Work to be completed
Needed from the data below: every line from the one with "Query: asphalt road surface" up to and including the one with "Where can the distant", repeated exactly and with nothing else.

Natural language region descriptions
□ □ □
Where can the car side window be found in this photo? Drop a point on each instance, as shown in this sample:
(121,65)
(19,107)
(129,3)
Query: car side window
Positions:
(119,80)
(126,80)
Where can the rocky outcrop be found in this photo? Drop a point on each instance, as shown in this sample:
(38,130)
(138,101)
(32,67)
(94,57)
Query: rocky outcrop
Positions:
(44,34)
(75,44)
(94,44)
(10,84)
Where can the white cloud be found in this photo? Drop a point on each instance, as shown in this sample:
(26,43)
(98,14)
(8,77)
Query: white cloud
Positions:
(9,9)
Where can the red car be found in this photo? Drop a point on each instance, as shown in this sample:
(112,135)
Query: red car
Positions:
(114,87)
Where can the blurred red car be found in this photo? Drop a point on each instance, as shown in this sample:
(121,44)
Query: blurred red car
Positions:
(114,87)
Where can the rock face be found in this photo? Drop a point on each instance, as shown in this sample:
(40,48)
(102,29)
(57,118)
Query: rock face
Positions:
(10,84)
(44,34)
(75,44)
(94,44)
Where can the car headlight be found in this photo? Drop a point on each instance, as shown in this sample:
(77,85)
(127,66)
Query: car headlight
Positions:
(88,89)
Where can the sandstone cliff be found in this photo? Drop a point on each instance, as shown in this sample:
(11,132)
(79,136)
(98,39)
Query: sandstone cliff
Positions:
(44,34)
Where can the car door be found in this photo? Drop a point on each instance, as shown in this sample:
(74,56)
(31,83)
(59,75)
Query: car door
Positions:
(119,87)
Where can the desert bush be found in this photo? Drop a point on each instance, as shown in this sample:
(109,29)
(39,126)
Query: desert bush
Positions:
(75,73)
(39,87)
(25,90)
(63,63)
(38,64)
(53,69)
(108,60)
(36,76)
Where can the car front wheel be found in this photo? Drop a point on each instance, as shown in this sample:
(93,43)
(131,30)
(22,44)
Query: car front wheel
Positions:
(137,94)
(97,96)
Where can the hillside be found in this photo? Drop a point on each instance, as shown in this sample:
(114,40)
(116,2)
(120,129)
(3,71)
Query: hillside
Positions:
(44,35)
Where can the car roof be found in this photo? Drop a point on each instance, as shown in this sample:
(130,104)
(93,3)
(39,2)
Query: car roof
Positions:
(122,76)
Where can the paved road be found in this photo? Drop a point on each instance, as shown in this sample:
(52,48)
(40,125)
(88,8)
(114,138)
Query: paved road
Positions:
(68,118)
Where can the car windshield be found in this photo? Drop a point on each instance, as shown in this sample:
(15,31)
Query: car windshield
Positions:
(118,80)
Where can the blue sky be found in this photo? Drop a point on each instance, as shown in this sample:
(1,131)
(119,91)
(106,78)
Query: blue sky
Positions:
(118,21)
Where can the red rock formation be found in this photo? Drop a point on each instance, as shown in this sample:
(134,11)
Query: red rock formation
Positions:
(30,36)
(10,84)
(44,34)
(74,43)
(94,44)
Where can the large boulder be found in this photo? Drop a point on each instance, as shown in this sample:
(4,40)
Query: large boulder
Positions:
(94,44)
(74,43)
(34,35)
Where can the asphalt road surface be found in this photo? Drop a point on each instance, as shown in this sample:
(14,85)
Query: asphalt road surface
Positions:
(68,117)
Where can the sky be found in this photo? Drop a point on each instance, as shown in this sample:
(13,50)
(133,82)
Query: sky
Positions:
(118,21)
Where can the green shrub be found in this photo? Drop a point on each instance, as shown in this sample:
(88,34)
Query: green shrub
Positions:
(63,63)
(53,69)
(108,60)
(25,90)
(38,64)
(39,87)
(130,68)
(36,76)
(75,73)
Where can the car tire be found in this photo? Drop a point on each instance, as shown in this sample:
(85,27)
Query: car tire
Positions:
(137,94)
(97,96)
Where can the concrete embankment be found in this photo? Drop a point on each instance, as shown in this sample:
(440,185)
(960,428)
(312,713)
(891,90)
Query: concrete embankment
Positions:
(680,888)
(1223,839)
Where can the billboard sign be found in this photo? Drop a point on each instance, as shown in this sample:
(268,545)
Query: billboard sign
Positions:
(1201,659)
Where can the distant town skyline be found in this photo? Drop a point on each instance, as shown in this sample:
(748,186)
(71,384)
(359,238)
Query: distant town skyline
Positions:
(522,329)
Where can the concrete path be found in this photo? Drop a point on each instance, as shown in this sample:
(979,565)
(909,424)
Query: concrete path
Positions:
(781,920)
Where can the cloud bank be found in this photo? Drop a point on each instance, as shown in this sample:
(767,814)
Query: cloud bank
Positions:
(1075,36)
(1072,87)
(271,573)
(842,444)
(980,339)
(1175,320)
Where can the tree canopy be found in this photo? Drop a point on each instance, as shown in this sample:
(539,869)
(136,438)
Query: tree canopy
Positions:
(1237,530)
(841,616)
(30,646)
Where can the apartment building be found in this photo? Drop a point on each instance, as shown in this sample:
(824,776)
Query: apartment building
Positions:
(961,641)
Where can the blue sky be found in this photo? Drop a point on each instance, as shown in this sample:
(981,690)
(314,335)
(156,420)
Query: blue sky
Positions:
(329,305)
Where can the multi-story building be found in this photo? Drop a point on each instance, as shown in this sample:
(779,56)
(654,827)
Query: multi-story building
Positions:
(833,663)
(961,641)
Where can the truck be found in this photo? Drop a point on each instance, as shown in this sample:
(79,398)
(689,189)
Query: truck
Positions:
□ □ □
Written solution
Query: asphalt road surface
Positions:
(68,117)
Where can the sky be found in this photo? Drop a point on each instance, as shown in this sample:
(13,50)
(133,82)
Query: sky
Positions:
(118,21)
Where can the green shrub be found in this photo? Drop a point on each instance, as shown in this sample:
(88,34)
Query: green shrub
Positions:
(63,63)
(53,69)
(108,60)
(25,90)
(38,64)
(39,87)
(130,68)
(36,76)
(75,73)
Where can the car tire be found in this photo? Drop a point on each instance, as shown in this sample:
(85,27)
Query: car tire
Positions:
(137,94)
(97,96)
Where can the concrete embankment be found in this photo? Drop a point on each instance, as shown in this sample:
(440,185)
(960,428)
(312,713)
(891,90)
Query: concrete embankment
Positions:
(680,888)
(1223,839)
Where can the billboard sign be found in this photo? Drop a point on each instance, as shown in this sample:
(268,545)
Query: billboard sign
Positions:
(1201,659)
Where can the distant town skyline be found in this photo? Drop a point on each instance, as shown in this sample:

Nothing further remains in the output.